Brano del documento:
·····

Quello che mi colpisce, nell'analisi di Macaluso, è il fatto di aver messo il ruolo dei poteri forti finanziari esterni e della borghesia imprenditoriale nazionale in secondo piano, quasi sullo sfondo, presentando i motivi con i quali Renzi è arrivato al potere come decisioni essenzialmente personali. anche in questo, forse, pesa il rapporto con Napolitano, e la volontà di non metterlo troppo in imbarazzo. Ma la realtà è che lo scontro che coinvolge "gli sponsor di Renzi esterni al Nazareno: imprenditori e rappresentanti della finanza" è lo scontro primario, il cui esito è stato il principale motore dell'ascesa di Renzi a Palazzo Chigi e del tradimento perpetrato nei confronti di Letta, non è secondario, o periferico, rispetto alla battaglia di potere interna al PD, come Macaluso vuol farci credere.

·····

Alcuni elenchi
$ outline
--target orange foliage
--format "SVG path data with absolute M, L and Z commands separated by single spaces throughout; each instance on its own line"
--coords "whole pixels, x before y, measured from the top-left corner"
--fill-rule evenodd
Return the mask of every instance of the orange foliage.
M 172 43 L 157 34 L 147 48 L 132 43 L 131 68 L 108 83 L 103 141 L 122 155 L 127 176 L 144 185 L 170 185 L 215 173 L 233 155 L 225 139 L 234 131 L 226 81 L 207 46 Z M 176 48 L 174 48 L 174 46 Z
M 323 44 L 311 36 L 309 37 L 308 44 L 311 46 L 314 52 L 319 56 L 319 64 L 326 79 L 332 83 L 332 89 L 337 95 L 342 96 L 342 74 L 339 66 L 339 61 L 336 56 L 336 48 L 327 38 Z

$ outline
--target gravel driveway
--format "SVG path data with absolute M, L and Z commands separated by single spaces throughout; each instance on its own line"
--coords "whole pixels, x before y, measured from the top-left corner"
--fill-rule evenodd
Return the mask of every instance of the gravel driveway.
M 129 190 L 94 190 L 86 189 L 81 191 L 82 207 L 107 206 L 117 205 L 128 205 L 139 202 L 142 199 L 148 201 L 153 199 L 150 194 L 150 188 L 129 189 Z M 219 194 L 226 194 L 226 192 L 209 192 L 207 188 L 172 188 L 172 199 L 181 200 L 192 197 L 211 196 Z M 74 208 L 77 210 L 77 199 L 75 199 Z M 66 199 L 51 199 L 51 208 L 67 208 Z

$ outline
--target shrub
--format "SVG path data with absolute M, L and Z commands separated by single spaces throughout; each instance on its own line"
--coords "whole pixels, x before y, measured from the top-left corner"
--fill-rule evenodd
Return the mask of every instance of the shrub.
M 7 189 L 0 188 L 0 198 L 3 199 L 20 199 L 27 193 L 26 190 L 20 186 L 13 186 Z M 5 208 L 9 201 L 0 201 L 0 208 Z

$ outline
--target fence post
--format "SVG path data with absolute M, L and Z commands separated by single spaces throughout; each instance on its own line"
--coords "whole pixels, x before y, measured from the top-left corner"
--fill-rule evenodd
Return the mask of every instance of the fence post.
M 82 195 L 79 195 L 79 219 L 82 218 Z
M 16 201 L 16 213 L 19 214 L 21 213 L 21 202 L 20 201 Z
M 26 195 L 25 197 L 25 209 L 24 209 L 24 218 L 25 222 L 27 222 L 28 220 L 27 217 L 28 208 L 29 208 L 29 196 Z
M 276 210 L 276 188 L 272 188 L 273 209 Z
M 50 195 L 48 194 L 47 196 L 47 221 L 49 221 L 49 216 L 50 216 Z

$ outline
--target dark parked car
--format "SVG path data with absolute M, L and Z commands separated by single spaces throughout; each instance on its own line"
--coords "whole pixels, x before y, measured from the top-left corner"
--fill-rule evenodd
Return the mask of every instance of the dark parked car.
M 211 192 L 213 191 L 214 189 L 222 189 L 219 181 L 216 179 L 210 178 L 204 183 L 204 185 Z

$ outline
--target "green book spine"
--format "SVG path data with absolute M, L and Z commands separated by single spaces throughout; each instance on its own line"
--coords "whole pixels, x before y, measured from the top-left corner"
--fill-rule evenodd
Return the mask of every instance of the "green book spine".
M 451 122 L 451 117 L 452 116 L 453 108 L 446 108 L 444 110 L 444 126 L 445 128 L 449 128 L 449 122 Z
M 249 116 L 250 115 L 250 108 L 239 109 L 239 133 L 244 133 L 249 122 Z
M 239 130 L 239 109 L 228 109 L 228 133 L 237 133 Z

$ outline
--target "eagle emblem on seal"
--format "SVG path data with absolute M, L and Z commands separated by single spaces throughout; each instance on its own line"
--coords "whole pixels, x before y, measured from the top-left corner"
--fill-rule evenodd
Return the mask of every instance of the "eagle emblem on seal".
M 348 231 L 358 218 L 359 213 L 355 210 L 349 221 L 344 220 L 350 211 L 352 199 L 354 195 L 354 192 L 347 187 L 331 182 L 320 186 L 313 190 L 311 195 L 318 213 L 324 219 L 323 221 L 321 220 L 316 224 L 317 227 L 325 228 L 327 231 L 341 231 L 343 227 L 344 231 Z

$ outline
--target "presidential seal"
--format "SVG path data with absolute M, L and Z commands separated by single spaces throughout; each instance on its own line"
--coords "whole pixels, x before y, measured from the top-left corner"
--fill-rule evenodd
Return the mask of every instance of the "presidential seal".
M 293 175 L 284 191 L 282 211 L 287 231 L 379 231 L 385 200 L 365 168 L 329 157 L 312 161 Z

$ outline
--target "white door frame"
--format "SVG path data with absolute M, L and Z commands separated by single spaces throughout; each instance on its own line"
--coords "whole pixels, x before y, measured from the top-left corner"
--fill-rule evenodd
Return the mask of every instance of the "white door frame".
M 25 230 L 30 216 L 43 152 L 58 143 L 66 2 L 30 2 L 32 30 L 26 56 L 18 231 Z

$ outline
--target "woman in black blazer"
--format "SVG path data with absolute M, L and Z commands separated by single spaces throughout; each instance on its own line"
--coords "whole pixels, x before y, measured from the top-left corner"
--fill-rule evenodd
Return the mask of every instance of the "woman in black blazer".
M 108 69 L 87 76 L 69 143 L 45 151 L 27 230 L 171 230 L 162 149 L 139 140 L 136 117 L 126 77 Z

·····

Compito scritto: Nel brano sull'analisi di Macaluso, ricopia tutto da "Quello che mi" giù fino a "vuol farci credere.", rinominando "Letta" in "Enrico Letta". L'elenco viene da un'altra fonte.

Soluzione:
Quello che mi colpisce, nell'analisi di Macaluso, è il fatto di aver messo il ruolo dei poteri forti finanziari esterni e della borghesia imprenditoriale nazionale in secondo piano, quasi sullo sfondo, presentando i motivi con i quali Renzi è arrivato al potere come decisioni essenzialmente personali. anche in questo, forse, pesa il rapporto con Napolitano, e la volontà di non metterlo troppo in imbarazzo. Ma la realtà è che lo scontro che coinvolge "gli sponsor di Renzi esterni al Nazareno: imprenditori e rappresentanti della finanza" è lo scontro primario, il cui esito è stato il principale motore dell'ascesa di Renzi a Palazzo Chigi e del tradimento perpetrato nei confronti di Enrico Letta, non è secondario, o periferico, rispetto alla battaglia di potere interna al PD, come Macaluso vuol farci credere.